Point localization data:
════════════════════

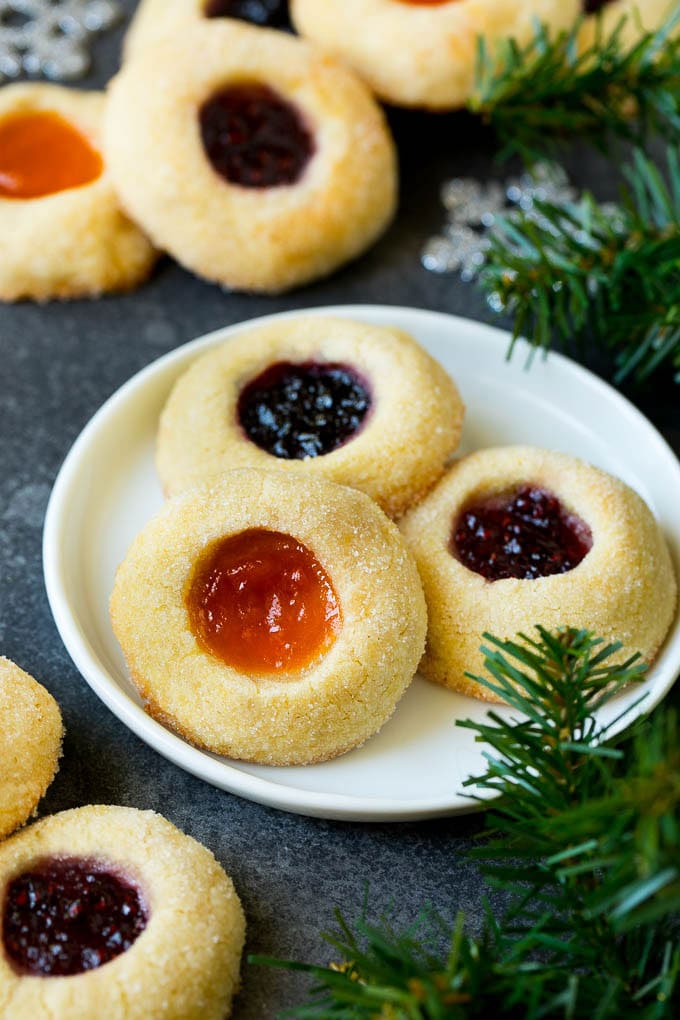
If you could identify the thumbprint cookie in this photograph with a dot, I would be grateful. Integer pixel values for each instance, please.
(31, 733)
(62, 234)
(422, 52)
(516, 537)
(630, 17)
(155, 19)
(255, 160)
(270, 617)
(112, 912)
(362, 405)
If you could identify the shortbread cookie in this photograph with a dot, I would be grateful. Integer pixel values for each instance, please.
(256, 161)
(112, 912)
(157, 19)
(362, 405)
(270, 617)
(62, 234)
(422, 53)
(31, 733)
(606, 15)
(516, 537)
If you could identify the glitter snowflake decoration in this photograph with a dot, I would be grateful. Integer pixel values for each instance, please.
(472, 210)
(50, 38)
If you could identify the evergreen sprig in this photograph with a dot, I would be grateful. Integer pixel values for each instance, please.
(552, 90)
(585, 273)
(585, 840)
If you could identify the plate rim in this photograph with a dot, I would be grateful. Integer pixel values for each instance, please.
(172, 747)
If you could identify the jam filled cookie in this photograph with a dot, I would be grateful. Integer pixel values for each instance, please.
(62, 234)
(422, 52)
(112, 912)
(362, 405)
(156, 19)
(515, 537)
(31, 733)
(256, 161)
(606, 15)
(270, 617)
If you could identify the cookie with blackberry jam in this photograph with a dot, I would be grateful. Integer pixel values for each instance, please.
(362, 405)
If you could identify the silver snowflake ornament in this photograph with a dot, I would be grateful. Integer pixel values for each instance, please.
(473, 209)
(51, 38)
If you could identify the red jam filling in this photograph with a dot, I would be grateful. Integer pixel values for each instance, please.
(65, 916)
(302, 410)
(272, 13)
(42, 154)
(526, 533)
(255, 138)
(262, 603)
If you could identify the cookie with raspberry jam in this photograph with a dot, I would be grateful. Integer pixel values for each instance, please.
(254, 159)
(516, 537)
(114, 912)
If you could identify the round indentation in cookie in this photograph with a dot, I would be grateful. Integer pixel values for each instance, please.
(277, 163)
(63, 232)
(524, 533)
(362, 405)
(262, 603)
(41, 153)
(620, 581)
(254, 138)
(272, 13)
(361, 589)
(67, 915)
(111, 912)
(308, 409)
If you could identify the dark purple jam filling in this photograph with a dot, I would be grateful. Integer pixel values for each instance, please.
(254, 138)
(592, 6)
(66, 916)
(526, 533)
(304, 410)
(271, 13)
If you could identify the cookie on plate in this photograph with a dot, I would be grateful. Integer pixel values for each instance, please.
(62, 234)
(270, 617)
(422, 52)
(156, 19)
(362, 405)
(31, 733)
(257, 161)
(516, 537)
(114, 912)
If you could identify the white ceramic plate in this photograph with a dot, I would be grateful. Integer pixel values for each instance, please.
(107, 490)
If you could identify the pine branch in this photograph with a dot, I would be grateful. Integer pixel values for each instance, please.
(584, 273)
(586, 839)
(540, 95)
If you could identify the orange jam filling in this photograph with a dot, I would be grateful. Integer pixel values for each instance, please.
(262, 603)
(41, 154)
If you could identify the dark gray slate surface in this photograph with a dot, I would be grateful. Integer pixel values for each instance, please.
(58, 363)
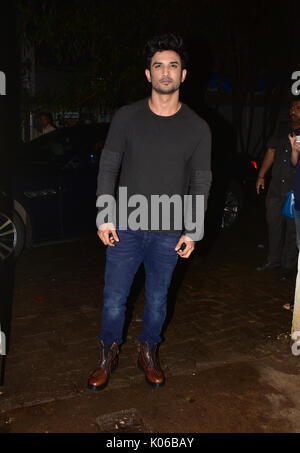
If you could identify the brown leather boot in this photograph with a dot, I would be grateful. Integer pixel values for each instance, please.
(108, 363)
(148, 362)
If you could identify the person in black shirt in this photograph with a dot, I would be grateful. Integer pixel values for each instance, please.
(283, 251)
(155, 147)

════════════════════

Required work:
Output the entries above exactly, without their pictures.

Reply to the exercise:
If you could identify the thumbprint cookie in this photograph with a dot, I would be grateful. Integer pixel values for each instance, please.
(31, 733)
(62, 234)
(422, 52)
(516, 537)
(630, 17)
(155, 19)
(255, 160)
(270, 617)
(112, 912)
(362, 405)
If you could identify the shortbread cookie in this photograph with a dot, I would be grateful. Integer pixel values for each instance, please.
(256, 161)
(112, 912)
(157, 19)
(362, 405)
(270, 617)
(62, 234)
(422, 53)
(31, 733)
(606, 15)
(516, 537)
If you could identify the glitter snowflake decoration in this photograph with a dot, I would be grateful. Integer pixel values for each instance, please.
(472, 210)
(50, 38)
If you could identify the evergreen sprig in this photograph with a dot, I would be grateful. Integer pixel values for each instance, please.
(552, 90)
(585, 273)
(585, 840)
If you could identify the plate rim in this photograph with a dot, I would be grateful. Integer pixel values for each instance, please.
(172, 747)
If you could identify the jam filled cookie in this photograph with a dot, I would be grateful. Integer pixel values for each instance, please.
(62, 234)
(422, 52)
(112, 912)
(362, 405)
(156, 19)
(515, 537)
(31, 733)
(256, 161)
(606, 15)
(270, 617)
If you could identify the cookie with blackberry jam in this photograph with a dot, I would be grateful. Integer pixel values for each instance, please.
(362, 405)
If you could identify the silver snowflake ornament in this photograph with a dot, I would be grateful. Integer pixel values for each instance, please.
(473, 209)
(51, 38)
If you could identify the red jam filling in this photograph with a dot, I would be grateful. Integer pixel values for each instance, please.
(65, 916)
(302, 410)
(272, 13)
(42, 154)
(526, 533)
(255, 138)
(262, 603)
If you could identify the cookie with raspberry jam in this photograph with a dot, I would be grateful. Integer pixel values for each instance, please.
(254, 159)
(516, 537)
(114, 912)
If you could identify the round indentation in cookie in this photograph with a dot, I would be grateful. Integer pixel values for each instance, please.
(277, 163)
(63, 232)
(524, 533)
(362, 405)
(262, 603)
(41, 153)
(620, 581)
(254, 138)
(272, 13)
(361, 589)
(67, 915)
(111, 912)
(308, 409)
If you could identify the dark purple jam filling in this photograph with a dot, I would be grateful. Integer pixel values for each instance, please.
(254, 138)
(592, 6)
(66, 916)
(526, 533)
(304, 410)
(271, 13)
If you could identify the cookie on plate in this photograph with a dot, I would be grateful. Integer pixel values for each instance, please.
(62, 234)
(270, 617)
(422, 52)
(156, 19)
(362, 405)
(31, 733)
(257, 161)
(516, 537)
(114, 912)
If you could identify the white ceramic plate in this photograph with a dot, I would be grateful. Integer pixel values for each instance, please.
(107, 490)
If you could identify the pine branch in this photograph with a dot, I would be grateful. Integer pixel values for each instance, please.
(584, 273)
(586, 839)
(540, 95)
If you could identify the orange jam filling in this photograph with a dot, I would be grateful. Integer pixel values for each instance, please.
(262, 603)
(41, 154)
If you could identify the dark gray slate surface in this photograph with a dot, I would be grateful. Integer pixel values for each instance, please.
(58, 363)
If you could identify the brown leather boot in this photograph with a dot, I would be grateful. Integer pixel values for each instance, please.
(108, 363)
(148, 362)
If you could identify the person in black shirt in this photograph with a dot, I would be grateful. Integer pixel values for each instance, please.
(283, 251)
(155, 147)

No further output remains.